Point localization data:
Segment Open
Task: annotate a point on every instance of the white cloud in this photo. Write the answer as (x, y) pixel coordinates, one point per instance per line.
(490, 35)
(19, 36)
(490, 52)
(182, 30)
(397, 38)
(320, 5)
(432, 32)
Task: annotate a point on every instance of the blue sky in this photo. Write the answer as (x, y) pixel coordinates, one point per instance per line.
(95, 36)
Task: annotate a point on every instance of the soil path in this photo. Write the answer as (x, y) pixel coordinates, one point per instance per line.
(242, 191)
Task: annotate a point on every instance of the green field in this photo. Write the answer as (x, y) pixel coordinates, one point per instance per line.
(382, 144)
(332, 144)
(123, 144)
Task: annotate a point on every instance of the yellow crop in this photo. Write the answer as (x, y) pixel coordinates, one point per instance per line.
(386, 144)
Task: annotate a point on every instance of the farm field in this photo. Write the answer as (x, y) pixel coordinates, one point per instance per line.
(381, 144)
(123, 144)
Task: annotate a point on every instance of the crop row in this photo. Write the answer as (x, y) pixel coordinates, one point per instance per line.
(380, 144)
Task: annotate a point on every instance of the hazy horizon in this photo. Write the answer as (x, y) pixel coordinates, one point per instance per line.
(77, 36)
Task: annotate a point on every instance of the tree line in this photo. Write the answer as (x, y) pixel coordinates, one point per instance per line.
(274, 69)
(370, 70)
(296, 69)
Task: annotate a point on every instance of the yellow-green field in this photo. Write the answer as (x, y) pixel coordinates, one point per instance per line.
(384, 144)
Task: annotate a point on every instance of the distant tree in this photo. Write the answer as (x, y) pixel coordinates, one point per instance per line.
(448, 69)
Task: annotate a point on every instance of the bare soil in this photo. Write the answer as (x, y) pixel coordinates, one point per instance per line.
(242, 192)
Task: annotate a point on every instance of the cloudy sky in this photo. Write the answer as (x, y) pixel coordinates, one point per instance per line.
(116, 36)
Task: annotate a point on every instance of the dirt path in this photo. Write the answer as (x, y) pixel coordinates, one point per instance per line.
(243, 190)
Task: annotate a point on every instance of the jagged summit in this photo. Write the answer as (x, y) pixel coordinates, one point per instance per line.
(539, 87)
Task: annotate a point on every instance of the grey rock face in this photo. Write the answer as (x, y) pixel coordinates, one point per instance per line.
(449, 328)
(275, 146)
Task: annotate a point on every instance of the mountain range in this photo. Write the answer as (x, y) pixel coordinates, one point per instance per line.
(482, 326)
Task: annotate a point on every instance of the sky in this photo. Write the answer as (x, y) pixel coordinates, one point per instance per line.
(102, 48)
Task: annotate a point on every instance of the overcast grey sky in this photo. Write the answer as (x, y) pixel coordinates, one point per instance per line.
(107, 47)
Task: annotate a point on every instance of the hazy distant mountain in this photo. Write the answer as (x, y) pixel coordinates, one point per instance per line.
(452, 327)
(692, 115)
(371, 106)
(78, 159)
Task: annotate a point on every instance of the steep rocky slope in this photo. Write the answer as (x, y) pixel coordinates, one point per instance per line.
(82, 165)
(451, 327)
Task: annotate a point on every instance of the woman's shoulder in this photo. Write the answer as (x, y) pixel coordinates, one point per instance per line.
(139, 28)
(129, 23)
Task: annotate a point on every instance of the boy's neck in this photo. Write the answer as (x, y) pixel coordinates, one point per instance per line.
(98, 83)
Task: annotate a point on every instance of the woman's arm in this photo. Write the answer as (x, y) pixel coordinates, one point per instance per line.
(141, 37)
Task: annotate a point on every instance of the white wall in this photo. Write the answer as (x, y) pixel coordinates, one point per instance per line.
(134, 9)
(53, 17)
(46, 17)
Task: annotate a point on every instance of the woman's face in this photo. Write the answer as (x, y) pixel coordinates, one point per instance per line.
Segment Closed
» Work request: An accurate, complete transcription of the records above is needed.

» Answer:
Task: annotate a point on every instance of the white cloud in this photo. Write the answer as (x, y) pixel coordinates, one point per instance per line.
(490, 35)
(19, 36)
(490, 52)
(182, 30)
(397, 38)
(320, 5)
(432, 32)
Task: annotate a point on every instance of the blue sky in this photo. Write the answer as (x, y) pixel coordinates, one point per instance per line.
(95, 36)
Task: annotate a point on every instance of the soil path in this photo. Write the answer as (x, y) pixel coordinates, one point per instance per line.
(242, 191)
Task: annotate a point on every instance of the green field in this photo. Write the answer as (x, y) pixel coordinates, one point per instance per line.
(382, 144)
(332, 144)
(123, 144)
Task: annotate a point on every instance of the yellow crop in this photo. Write the answer as (x, y) pixel coordinates, one point per instance per line.
(386, 144)
Task: annotate a point on every instance of the farm field in this photo. Write the answer as (x, y) pixel coordinates, one point per instance per line.
(381, 144)
(123, 144)
Task: annotate a point on every instance of the crop row in this photo. Write the answer as (x, y) pixel coordinates, one point per instance per line.
(380, 144)
Task: annotate a point on every instance of the hazy horizon in this photo. Write the answer as (x, y) pixel coordinates, one point per instance per line.
(77, 36)
Task: annotate a point on every instance of the tree line in this photo. Write the answer as (x, y) pixel coordinates, one point per instance per line.
(274, 69)
(370, 70)
(296, 69)
Task: annotate a point on every instance of the yellow-green field in this photo. Write the answer as (x, y) pixel coordinates, one point per instance per line.
(384, 144)
Task: annotate a point on every instance of the distant tree in this photo. Write the answer as (x, y) pixel coordinates, one point per instance per line.
(448, 69)
Task: annotate a point on every instance of the bare soil in this photo. Write the answer as (x, y) pixel coordinates, one point per instance per line.
(242, 192)
Task: annotate a point on every instance of the cloudy sky in this photo. Write the answer as (x, y) pixel coordinates, one point per instance per line.
(116, 36)
Task: annotate a point on every instance of the dirt path in this photo. Write the answer as (x, y) pixel coordinates, one point per instance per line.
(243, 190)
Task: annotate a point on every instance of the jagged summit in this photo. Write the answer as (x, y) pixel coordinates, one point per instance per line.
(539, 87)
Task: annotate a point on every instance of the grey rock face in this photo. Write the answer as (x, y) pixel coordinates, one point per instance per line.
(449, 328)
(275, 146)
Task: annotate a point on every instance of the mountain range in this photo. Write the answer as (x, y) pixel coordinates, one point per instance per line.
(482, 326)
Task: annotate a point on every instance of the sky in this photo. Write the answer as (x, y) pixel coordinates, one point per instance per line.
(102, 48)
Task: annotate a point on every instance of the overcast grey sky in this photo. Write the answer as (x, y) pixel coordinates, one point per instance per line.
(107, 47)
Task: annotate a point on every instance of the hazy distant mountain in this photo. Write the answer as (x, y) pixel coordinates, one point per instance per line.
(452, 327)
(692, 115)
(371, 106)
(78, 159)
Task: annotate a point on every instance of the steep rocky slope in this photo. Write the answer as (x, y) pixel coordinates, one point per instance per line.
(82, 165)
(451, 327)
Task: annotate a point on every instance of the woman's shoulder in this photo. Write the answer as (x, y) pixel coordinates, one point per instance per line.
(139, 28)
(129, 23)
Task: annotate a point on every instance of the boy's neck in this photo. Write the answer as (x, y) pixel coordinates, one point per instance per line.
(98, 83)
Task: annotate a point on every instance of the woman's arm in this photo. Write the answer as (x, y) pixel coordinates, one point per instance per line.
(141, 37)
Task: annotate a point on every instance of the white wall in this photo. Write the answer as (x, y) pixel coordinates, one point per instance per line.
(134, 9)
(53, 17)
(46, 17)
Task: annotate a point on every instance of the woman's face in this photo. Write the answer as (x, y) pixel coordinates, one point per instance per line.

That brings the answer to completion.